(Stored items)
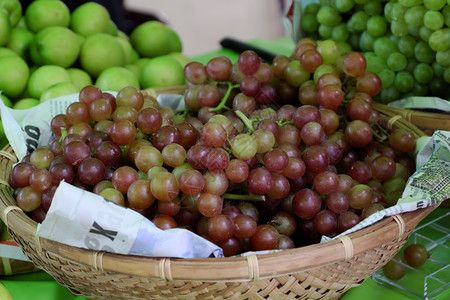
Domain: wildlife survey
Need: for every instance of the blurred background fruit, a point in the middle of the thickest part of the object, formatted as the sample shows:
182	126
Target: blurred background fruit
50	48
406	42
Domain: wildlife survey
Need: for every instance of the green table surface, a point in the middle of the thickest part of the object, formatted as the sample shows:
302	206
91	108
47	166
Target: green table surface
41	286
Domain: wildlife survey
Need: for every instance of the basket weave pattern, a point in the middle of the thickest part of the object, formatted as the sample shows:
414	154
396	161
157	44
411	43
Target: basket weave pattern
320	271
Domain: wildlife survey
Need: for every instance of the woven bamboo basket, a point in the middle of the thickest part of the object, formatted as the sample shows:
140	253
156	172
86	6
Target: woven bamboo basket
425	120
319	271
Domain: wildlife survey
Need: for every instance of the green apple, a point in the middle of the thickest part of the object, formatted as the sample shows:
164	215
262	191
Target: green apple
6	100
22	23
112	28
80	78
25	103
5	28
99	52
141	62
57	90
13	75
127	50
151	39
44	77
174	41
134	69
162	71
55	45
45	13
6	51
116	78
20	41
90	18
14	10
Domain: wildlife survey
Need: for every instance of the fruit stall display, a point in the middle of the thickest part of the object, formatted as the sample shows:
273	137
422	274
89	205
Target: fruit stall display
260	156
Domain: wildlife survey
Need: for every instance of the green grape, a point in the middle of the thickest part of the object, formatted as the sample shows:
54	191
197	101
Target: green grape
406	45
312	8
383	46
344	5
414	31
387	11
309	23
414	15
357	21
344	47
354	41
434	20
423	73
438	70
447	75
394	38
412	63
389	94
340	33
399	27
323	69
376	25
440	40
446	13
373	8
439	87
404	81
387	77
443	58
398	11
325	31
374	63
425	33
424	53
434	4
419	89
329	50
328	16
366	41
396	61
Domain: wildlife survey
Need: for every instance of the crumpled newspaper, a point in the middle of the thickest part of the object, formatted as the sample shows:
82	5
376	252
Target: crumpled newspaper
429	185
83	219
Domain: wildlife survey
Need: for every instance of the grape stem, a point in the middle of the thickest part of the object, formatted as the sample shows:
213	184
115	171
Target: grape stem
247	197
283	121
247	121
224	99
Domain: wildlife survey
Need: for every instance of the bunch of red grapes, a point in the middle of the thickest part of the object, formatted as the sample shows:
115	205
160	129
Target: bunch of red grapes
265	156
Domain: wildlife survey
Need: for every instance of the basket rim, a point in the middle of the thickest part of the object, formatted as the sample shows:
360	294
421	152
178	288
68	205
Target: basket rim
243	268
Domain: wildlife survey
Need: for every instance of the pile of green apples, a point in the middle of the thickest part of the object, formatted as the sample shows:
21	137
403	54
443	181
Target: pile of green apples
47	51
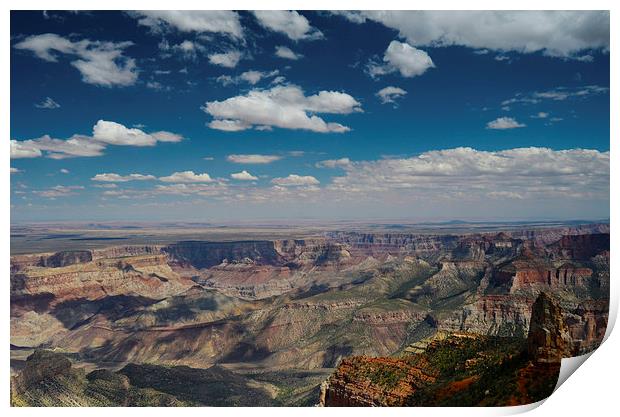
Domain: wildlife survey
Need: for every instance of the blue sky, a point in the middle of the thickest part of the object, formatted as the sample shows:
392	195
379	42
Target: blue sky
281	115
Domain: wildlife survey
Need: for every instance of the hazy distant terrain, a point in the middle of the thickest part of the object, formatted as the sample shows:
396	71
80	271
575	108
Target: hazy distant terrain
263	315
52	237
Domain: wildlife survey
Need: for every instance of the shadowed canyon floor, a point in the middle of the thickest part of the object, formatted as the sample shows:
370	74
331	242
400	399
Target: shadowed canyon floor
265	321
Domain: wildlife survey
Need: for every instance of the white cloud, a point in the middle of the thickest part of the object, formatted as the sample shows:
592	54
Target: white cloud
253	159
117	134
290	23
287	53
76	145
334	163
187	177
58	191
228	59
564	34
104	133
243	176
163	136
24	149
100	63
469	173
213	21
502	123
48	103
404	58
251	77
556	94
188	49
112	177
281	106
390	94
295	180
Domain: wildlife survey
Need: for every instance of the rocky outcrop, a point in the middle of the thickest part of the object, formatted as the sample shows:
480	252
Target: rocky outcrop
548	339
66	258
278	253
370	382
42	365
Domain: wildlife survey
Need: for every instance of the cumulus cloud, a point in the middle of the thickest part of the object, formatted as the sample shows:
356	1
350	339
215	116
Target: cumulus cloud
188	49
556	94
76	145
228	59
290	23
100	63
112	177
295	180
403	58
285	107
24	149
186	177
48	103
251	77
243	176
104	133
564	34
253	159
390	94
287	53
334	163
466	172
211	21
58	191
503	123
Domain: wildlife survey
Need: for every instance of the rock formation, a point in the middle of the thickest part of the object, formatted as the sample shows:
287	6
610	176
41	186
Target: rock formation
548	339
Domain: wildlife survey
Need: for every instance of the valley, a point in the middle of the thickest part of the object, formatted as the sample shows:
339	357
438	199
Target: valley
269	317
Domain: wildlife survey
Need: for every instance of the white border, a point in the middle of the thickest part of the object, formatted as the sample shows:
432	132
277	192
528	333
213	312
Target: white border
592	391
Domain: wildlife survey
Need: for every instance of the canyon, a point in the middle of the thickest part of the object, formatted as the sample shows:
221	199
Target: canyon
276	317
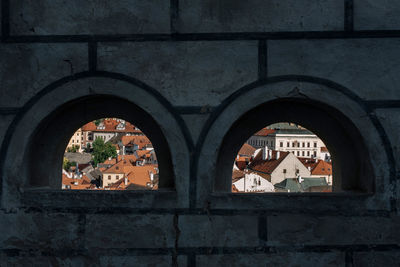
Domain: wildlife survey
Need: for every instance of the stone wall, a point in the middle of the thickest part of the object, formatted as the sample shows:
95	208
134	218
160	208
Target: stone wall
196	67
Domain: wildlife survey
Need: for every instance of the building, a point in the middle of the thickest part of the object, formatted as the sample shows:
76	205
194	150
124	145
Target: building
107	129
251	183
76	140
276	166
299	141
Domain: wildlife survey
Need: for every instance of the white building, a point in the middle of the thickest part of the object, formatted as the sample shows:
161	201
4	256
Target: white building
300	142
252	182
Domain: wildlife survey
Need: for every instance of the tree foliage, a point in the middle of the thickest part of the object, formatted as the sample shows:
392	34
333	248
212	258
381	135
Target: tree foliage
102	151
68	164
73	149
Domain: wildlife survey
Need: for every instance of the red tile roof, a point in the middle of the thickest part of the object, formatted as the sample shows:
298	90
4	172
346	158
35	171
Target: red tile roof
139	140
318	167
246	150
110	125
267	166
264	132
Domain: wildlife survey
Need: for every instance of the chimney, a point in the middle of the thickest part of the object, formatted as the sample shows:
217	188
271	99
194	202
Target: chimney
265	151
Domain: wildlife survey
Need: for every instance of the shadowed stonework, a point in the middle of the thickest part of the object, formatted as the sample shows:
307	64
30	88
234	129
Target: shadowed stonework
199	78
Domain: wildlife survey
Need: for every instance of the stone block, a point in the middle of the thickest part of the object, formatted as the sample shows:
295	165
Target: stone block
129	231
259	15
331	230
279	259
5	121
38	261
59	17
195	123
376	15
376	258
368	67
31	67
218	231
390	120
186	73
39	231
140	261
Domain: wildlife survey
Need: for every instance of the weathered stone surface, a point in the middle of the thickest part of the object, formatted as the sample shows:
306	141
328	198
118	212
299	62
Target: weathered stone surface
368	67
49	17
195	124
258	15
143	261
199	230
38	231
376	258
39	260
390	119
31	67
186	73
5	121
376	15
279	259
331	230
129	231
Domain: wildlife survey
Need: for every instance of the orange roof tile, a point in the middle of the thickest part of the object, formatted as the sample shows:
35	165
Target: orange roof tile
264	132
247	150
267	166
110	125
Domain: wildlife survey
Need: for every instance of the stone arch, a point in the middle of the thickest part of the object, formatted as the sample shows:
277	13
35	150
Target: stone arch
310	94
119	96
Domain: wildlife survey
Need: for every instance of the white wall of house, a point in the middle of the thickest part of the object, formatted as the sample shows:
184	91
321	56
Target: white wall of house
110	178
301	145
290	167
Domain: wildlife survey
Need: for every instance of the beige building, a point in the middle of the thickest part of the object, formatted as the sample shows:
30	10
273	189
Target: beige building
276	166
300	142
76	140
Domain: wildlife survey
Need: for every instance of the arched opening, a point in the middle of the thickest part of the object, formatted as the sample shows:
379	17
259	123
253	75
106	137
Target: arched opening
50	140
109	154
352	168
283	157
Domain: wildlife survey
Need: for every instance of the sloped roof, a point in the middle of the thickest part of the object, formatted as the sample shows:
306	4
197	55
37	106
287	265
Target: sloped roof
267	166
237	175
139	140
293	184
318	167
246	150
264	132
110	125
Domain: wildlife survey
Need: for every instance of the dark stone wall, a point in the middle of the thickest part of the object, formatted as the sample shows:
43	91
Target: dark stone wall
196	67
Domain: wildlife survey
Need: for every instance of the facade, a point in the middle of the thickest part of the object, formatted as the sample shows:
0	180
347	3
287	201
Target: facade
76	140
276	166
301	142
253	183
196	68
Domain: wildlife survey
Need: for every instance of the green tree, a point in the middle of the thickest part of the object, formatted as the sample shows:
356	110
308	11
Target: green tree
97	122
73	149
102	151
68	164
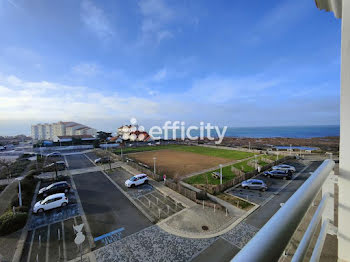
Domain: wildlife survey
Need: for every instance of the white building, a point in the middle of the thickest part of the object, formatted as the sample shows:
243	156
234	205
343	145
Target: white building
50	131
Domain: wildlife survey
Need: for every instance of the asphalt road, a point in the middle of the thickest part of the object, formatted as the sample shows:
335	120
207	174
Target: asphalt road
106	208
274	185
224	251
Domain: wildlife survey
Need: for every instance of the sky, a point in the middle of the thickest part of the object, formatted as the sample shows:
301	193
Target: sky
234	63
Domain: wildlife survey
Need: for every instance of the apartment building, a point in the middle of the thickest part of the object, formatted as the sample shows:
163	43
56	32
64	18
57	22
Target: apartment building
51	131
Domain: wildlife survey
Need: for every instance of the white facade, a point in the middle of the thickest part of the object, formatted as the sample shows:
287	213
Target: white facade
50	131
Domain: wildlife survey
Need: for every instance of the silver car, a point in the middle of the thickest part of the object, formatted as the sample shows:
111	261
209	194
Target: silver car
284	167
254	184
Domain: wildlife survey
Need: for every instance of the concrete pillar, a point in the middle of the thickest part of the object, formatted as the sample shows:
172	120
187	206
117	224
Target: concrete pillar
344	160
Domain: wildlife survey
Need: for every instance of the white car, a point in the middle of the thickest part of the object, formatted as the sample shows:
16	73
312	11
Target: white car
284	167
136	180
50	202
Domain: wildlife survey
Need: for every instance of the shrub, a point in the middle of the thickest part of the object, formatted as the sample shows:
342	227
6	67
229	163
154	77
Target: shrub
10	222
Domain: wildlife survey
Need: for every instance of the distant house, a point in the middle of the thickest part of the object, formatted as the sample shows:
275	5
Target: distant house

WHAT NEEDS TO BE DONE>
Although pictures appear among the records above, write out exactly only the lines from the one that has "Target: green tree" through the one that has "Need: for every instance of the apartment", and leave the pictures out.

TASK RESPONSE>
Target: green tree
97	122
73	149
102	151
68	164
Domain: wildlife survey
Need: for every instance of the white building, a point in the middle of the thickest part of the object, formatted as the sample shows:
243	156
234	205
343	145
Target: white building
50	131
Domain: wildlife survey
Need: for every instance of the asphalt road, a point in the middle of the thickest part of the object, formatted as the sample shows:
335	120
207	174
Target: asphalt road
106	208
274	185
224	251
Domain: wildlife survey
Need: for every instance of the sky, a point in the middle of the thickest part of the object, formatted as the sample shows:
301	193
Target: sky
234	63
Domain: wildlife survey
Need: for every instance of the apartment building, a point in the middle of the thickest part of the object, formatted as the sample shows:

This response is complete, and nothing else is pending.